(Collected data)
Start

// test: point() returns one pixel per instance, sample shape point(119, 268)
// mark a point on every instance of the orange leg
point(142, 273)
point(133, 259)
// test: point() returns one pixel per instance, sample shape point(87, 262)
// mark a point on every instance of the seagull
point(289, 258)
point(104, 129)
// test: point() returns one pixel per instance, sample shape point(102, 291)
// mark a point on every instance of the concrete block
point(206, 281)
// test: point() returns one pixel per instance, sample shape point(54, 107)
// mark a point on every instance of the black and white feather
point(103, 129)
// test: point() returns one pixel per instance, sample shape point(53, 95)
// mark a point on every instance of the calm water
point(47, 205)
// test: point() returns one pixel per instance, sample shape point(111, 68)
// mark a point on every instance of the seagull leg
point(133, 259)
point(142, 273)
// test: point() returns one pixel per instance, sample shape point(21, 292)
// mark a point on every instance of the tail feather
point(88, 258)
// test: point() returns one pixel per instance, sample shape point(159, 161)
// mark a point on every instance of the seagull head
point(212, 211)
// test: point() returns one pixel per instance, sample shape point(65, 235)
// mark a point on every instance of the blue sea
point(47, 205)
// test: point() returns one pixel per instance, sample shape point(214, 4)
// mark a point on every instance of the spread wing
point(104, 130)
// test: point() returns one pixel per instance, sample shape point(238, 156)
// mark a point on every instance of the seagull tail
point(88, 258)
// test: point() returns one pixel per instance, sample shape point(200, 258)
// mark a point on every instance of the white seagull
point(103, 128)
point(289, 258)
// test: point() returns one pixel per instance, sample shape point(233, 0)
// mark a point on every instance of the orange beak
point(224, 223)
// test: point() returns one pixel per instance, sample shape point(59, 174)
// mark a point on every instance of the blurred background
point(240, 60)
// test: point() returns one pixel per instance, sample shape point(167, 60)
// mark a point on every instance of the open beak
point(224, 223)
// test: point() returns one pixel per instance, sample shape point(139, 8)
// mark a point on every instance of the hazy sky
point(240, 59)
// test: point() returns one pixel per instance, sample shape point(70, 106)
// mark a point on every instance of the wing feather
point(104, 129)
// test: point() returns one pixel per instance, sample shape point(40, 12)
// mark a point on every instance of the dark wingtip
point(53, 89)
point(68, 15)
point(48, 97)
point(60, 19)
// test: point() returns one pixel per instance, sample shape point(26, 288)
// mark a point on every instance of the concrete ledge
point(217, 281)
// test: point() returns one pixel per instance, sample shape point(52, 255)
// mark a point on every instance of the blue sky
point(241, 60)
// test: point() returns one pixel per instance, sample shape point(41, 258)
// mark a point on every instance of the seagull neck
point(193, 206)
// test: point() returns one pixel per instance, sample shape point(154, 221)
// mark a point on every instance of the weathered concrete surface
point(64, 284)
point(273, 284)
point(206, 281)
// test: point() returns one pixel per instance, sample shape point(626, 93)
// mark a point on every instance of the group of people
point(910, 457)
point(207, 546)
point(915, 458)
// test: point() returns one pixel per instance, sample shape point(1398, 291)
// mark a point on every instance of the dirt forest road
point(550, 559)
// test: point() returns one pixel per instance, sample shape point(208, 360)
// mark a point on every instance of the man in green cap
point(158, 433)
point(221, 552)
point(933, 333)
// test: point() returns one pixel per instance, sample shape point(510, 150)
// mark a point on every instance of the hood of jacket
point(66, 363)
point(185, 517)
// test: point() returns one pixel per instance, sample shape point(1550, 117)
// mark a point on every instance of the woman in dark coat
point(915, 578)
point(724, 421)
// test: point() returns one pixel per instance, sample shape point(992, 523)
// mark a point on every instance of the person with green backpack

End

(What to do) Rewrite the data between the lines holding "shape point(167, 60)" and "point(193, 206)", inclusive, with "open beak" changed to "gaping beak" and nothing else altered.

(The output)
// test: point() returns one pixel per instance, sample shape point(167, 60)
// mark a point on every instance of the gaping beak
point(224, 223)
// test: point() returns one pixel per instance, sample shape point(139, 8)
// mark a point on every instance of the hazy sky
point(240, 59)
// test: point() returns one pixel per instance, sample shape point(70, 106)
// mark a point on every instance of the wing feather
point(104, 129)
// test: point() returns one pixel per instance, sample shape point(40, 12)
// mark a point on every instance of the dark wingtip
point(53, 89)
point(68, 15)
point(48, 97)
point(60, 19)
// test: point() returns one pixel per instance, sample shape point(26, 288)
// mark a point on every instance of the concrete ledge
point(217, 281)
// test: point() returns one pixel per instance, sample shape point(52, 255)
// mark a point on every instance of the blue sky
point(241, 60)
// test: point() returns one pixel per instance, sample shape point(41, 258)
// mark a point on every instance of the seagull neck
point(193, 206)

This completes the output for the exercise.